## Prompt
Write the data below out again, switching each "wildlife observation" to "fitness photography" and changing nothing else. Leave the pictures out of your answer.

▶

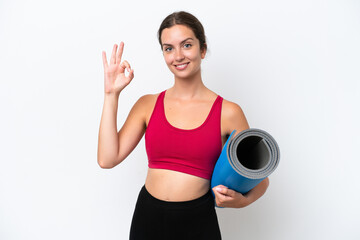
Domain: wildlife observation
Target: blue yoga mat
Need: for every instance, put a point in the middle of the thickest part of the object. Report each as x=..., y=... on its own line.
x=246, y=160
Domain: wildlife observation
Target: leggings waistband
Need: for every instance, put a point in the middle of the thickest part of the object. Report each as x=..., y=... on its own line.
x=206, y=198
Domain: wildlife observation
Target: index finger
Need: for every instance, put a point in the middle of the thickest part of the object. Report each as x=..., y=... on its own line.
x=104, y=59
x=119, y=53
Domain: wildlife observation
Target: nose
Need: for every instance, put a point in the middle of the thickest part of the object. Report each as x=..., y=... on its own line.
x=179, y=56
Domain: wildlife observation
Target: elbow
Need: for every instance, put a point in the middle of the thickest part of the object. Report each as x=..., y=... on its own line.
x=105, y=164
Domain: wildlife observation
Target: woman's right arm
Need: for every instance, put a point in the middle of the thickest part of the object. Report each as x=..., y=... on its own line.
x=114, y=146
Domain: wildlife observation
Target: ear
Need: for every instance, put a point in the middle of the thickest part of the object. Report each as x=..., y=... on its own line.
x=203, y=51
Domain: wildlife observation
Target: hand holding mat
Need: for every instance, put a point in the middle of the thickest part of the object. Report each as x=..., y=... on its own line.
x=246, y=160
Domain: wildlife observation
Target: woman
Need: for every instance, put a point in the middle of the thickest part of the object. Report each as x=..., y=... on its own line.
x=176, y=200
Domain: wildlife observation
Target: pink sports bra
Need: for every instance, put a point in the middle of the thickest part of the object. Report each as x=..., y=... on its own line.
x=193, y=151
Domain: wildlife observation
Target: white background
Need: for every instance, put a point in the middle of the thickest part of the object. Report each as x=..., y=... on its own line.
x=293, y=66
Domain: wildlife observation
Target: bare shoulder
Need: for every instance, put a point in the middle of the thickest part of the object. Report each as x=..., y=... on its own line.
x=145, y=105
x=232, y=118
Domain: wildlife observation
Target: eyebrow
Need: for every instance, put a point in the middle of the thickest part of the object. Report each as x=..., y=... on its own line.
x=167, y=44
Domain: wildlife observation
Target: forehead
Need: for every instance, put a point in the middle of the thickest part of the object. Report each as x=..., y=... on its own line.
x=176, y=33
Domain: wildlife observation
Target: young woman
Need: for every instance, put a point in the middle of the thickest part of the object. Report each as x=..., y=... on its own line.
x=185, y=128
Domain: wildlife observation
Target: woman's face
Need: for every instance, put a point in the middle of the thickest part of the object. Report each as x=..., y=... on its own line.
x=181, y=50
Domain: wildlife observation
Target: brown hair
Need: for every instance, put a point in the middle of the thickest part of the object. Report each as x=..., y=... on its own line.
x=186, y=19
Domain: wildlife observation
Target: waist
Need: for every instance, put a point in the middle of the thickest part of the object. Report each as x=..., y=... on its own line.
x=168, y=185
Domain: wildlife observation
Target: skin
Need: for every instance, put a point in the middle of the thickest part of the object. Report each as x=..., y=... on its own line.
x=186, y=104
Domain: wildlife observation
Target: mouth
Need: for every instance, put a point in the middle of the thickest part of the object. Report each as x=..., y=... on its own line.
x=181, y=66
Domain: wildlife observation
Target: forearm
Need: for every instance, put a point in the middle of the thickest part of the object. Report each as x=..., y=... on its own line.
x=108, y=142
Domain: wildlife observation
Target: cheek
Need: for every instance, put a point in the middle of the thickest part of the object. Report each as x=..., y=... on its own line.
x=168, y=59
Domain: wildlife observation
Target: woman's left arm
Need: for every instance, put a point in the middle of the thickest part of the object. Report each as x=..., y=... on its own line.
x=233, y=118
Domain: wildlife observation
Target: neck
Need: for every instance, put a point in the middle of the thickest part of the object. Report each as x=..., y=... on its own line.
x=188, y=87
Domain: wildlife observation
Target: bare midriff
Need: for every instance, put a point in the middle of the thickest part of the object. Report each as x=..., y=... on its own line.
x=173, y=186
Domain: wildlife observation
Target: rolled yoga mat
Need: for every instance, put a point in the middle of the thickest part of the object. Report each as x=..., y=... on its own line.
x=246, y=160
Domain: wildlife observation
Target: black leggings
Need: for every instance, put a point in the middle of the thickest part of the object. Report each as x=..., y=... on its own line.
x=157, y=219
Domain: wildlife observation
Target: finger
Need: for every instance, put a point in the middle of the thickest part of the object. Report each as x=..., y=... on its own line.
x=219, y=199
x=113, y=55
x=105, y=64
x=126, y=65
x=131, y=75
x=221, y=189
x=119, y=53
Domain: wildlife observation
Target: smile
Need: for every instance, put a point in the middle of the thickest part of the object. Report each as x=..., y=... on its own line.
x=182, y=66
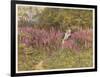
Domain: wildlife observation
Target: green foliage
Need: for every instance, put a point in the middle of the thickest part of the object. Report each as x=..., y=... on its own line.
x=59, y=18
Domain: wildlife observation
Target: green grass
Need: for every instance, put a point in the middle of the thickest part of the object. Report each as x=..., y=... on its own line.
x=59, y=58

◀

## Solution to the problem
Domain: fitness photography
Target: blue yoga mat
Need: for every instance, put a point in the middle of the thickest part of the object. Report each as x=..., y=... on its own line.
x=246, y=160
Domain: fitness photography
Target: leggings waistband
Need: for every instance, put a point in the middle of the thickest part of the object. Report each as x=..., y=... on its own line.
x=206, y=198
Domain: fitness photography
Target: index finger
Need: for every instance, put a point in the middle of the thickest part of the object. Report each as x=..., y=... on its own line.
x=104, y=59
x=119, y=53
Domain: fitness photography
Target: nose
Need: for every instance, put a point in the middle of the thickest part of the object. Report each as x=..., y=... on its own line.
x=179, y=56
Domain: fitness photography
Target: elbow
Need: for every instance, put a point in the middle of the thickest part of the object. Report each as x=..., y=... on its own line.
x=105, y=164
Domain: fitness photography
Target: woman's right arm
Need: for every instance, put a point in the middle of the thickest part of the object. Report each as x=..., y=... on its own line.
x=114, y=146
Domain: fitness photography
Target: ear
Need: for every instance, put a point in the middle of the thickest part of the object. Report each as x=..., y=... on its own line.
x=203, y=51
Domain: fitness photography
Target: hand holding mat
Need: for every instance, put a point in the middle of the thickest part of the object. Report each as x=..., y=... on its own line.
x=246, y=160
Domain: fitness photography
Target: woman
Need: for every instance, put a point in the middle of the thickest part of the object. Report each as x=..., y=... on its own line.
x=176, y=200
Domain: fitness photography
Target: pink sports bra
Need: for every instance, put a point in the middle of the thickest part of the object. Report each as x=..., y=... on its own line.
x=193, y=151
Domain: fitness photography
Target: white background
Need: for every instance, put a point in the middle of the thickest part of the object. Report each as x=..., y=... on its own line.
x=293, y=66
Domain: fitness photography
Target: bare shoulder
Need: for every instance, put a point in the middle of the thickest part of the object. Report each as x=..., y=... on its own line.
x=145, y=105
x=232, y=118
Domain: fitness photography
Target: eyebrow
Need: for every instance, put a point in the middle of the thickest part of the object. Report each as x=..., y=... on its own line.
x=167, y=44
Domain: fitness photography
Target: forehead
Need: for every instance, put a point in the middle of the thickest part of the object. Report each as x=..., y=... on its own line.
x=176, y=33
Domain: fitness photography
Target: young woman
Need: for every instance, put a point in the middle of the thickest part of the object. Report each as x=..., y=... on its own line.
x=185, y=128
Domain: fitness photography
Target: woman's face
Need: for every instance, put a point in the middle of the thickest part of the object. Report each as x=..., y=... on its own line.
x=181, y=50
Domain: fitness photography
Target: brown hair
Need: for every instance, put a point in the middle of the thickest part of the object. Report each as x=..., y=... on its own line.
x=186, y=19
Domain: fitness photography
Target: waist
Need: for every instance, put a point in the middle of the thickest part of the object. Report each as x=..., y=... on its own line.
x=168, y=185
Domain: fitness photography
Target: skin
Need: for every instance, put a point in the middle of the thickest part of the object. Report each as x=..., y=... on its own line.
x=186, y=104
Domain: fitness photography
Target: mouth
Need: for every instance, put a point in the middle of the thickest part of the object. Report each as x=..., y=... on its own line.
x=181, y=66
Domain: fitness photography
Target: forearm
Need: for every instance, put a point in the middle of the thickest part of the object. Report each as x=..., y=... on its own line.
x=108, y=142
Domain: fitness photography
Target: cheek
Need: for every instance, put a point in the middle of the thickest part of the object. Report each as x=..., y=... on its own line.
x=168, y=59
Domain: fitness photography
Target: woman's left arm
Need: for every instance, put a point in the middle of the thickest part of the object. Report each as x=..., y=... on its own line.
x=233, y=118
Domain: fitness photography
Target: neck
Need: for every instance, put a point in the middle of the thickest part of the object. Report each as x=..., y=... on its own line.
x=188, y=87
Domain: fitness photography
Target: bare midriff
Need: for every instance, put a point in the middle of the thickest part of the object. Report each as x=..., y=... on its own line.
x=173, y=186
Domain: fitness photography
Target: rolled yoga mat
Need: for every instance, put a point in the middle of the thickest part of the object. Report each as x=..., y=... on its own line.
x=246, y=160
Domain: fitness photography
Target: black leggings
Need: for every instance, put a point in the middle of the thickest part of the object. Report each as x=..., y=... on its own line.
x=157, y=219
Domain: fitness photography
Target: finger
Need: for every instance, put a point in the middle of the thickest part of the object. Report each as x=..., y=... on its own line.
x=219, y=199
x=113, y=55
x=105, y=64
x=126, y=65
x=131, y=75
x=221, y=189
x=119, y=53
Domain: fitness photography
Target: smile
Need: for every instance, put a point in the middle of the thickest part of the object. Report each as x=..., y=... on its own line.
x=182, y=66
Domain: fitness photography
Target: green foliage
Need: for every instance, put a point in the middle of the thickest part of the object. Report each as x=..., y=... on its own line.
x=59, y=18
Domain: fitness photography
Target: green grass
Need: for every instance, put a point in the middle of the thickest part of the object. Report each as x=..., y=... on its own line.
x=59, y=58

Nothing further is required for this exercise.